Begin

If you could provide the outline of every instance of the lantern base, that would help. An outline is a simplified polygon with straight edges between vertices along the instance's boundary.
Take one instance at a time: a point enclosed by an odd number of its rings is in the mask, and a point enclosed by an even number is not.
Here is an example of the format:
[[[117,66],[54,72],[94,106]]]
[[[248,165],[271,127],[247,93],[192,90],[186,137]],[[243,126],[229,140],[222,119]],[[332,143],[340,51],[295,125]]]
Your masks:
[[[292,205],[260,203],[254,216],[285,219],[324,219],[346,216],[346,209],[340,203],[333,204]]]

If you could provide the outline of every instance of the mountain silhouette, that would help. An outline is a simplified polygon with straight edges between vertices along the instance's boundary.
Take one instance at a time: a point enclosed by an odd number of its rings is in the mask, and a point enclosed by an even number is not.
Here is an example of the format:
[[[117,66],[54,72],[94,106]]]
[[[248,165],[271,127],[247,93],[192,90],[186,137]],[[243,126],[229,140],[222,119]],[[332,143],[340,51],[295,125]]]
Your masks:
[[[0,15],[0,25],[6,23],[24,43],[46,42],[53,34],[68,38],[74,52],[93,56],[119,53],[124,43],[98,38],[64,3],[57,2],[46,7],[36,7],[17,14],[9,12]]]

End

### WORK INSTRUCTIONS
Can you print all the rows above again, character for character, with nothing changed?

### ANSWER IN FULL
If you could provide the outline of every instance of the lantern base, that would help. An outline is a simplified polygon with straight edges between vertices along the instance's boundary.
Take one instance at a time: a point enclosed by an odd number of its rings is in the mask, and a point enclosed by an even number is not.
Here is an example of the format:
[[[117,66],[54,72],[94,106]]]
[[[248,165],[271,127],[247,93],[192,90],[186,137]],[[243,126],[229,140],[222,119]],[[332,143],[340,51],[295,125]]]
Your masks:
[[[292,205],[260,203],[254,216],[285,219],[324,219],[346,216],[346,209],[340,203],[333,204]]]

If you could provide the outline of every instance of the mountain silhouette, that would help. An outline is a simplified polygon with straight edges between vertices along the instance's boundary.
Take one instance at a time: a point enclosed by an odd number of its rings is in the mask, and a point enclosed by an even number is not.
Here is an example of the format:
[[[117,66],[54,72],[94,106]]]
[[[248,165],[271,127],[247,93],[192,90],[186,137]],[[243,126],[229,140],[222,119]],[[332,143],[340,51],[295,125]]]
Your masks:
[[[0,15],[0,25],[6,23],[24,43],[46,42],[53,34],[68,38],[74,52],[93,56],[119,53],[124,43],[98,38],[64,3],[57,2],[46,7],[36,7],[17,14],[9,12]]]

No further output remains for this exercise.